▸ **What to produce**
Scan the records below and copy every line that contains the string "object".

━━━ Records for the task

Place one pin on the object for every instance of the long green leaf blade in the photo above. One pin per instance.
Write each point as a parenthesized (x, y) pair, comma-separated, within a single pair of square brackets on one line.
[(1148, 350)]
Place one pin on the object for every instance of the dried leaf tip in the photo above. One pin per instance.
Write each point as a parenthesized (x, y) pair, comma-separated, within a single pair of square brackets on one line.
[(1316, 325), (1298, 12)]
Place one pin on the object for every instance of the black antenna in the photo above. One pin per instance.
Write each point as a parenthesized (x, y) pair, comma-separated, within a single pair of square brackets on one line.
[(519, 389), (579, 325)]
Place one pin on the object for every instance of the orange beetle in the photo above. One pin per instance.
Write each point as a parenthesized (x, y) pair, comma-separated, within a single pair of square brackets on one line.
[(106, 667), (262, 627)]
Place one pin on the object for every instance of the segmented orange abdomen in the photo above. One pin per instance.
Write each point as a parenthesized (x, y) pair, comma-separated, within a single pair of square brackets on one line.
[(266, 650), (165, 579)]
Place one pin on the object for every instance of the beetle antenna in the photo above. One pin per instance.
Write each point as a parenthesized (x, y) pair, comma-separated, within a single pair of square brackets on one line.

━━━━━━

▸ **Task result**
Place one pin on the object for every instance of the long green leaf blade in the photo above. One pin per instance.
Place one pin on the object for every instance of the dried leaf tip in the photo above. One pin per instance.
Place one pin on the object for every instance of the black antenna in the photo above. One pin per instance.
Place one pin on the object for every instance of the orange beetle in the photo above. One pin per instance.
Place one pin on the object for every instance of the segmented orange abdomen in the photo above. One pin per instance.
Place one pin on the object for every instance of the beetle antenna in the photo above. One pin per instance.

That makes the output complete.